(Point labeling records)
☆ ☆ ☆ ☆ ☆ ☆ ☆

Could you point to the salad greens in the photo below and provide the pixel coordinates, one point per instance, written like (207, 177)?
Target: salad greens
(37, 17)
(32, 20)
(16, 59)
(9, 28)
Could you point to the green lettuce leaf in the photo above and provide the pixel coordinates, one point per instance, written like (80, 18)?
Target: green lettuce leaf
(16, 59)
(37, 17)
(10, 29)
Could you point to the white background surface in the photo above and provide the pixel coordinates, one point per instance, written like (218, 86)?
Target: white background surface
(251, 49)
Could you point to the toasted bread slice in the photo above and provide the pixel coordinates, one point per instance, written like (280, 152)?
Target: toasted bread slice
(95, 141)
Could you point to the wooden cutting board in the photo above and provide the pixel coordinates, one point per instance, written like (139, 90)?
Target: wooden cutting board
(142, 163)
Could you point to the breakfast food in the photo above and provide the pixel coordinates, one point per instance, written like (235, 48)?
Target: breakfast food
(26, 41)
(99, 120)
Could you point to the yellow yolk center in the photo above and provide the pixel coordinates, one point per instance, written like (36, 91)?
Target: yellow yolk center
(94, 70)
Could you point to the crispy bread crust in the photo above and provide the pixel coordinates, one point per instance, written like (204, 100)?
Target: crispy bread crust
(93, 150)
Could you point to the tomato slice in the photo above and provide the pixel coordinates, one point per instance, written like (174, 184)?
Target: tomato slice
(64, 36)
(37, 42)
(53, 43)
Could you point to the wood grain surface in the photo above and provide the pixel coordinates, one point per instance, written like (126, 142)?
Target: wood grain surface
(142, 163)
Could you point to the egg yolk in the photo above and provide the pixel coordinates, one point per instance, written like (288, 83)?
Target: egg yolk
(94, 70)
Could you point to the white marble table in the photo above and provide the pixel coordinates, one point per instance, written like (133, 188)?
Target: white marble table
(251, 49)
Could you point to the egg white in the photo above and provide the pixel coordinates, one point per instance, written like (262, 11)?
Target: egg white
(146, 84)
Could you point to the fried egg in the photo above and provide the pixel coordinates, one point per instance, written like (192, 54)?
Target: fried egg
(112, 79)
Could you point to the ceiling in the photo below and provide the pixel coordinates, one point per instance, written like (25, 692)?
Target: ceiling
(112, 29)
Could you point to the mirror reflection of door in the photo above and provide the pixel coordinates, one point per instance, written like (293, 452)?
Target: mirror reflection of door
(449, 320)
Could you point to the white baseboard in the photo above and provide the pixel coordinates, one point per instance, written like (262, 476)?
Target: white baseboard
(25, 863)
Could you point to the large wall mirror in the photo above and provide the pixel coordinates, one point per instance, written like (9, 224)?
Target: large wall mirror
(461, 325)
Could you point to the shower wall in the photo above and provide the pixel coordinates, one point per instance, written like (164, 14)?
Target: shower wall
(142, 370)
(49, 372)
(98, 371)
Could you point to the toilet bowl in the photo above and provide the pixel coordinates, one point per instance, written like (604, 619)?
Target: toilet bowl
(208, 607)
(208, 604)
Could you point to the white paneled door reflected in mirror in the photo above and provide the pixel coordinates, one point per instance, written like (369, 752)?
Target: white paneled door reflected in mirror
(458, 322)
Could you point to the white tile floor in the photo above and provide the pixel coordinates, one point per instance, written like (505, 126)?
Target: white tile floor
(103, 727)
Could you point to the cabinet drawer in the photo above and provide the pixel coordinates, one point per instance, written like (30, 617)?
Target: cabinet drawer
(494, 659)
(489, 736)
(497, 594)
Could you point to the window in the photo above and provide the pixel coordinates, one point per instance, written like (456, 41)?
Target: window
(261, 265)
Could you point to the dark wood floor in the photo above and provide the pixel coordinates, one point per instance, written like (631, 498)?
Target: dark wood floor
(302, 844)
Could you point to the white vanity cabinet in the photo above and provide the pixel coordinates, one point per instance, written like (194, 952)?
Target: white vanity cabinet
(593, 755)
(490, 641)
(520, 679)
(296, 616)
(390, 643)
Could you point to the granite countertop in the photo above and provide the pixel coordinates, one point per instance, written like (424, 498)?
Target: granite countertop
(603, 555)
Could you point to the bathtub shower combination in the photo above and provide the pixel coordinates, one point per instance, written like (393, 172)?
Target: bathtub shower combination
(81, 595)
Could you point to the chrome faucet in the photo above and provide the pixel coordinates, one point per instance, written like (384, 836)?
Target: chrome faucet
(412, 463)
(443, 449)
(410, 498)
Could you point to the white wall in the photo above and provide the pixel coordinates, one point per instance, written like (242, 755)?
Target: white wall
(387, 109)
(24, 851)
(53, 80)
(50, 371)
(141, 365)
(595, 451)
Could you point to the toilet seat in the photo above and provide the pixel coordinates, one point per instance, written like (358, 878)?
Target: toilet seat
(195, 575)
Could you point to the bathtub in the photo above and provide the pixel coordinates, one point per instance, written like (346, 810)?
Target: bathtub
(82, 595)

☆ ☆ ☆ ☆ ☆ ☆ ☆

EXERCISE AIM:
Lay out the lines of the records above as a Markdown table with the columns Row and Line, starting at the line that contains "Could you point to the bathtub in" and ending at the end of the records. Number each row, and leave out blank lines.

TASK ANSWER:
| Row | Line |
|---|---|
| 1 | Could you point to the bathtub in the photo above and provide the pixel coordinates, one point per instance, written like (346, 810)? |
| 2 | Target: bathtub |
| 3 | (82, 595) |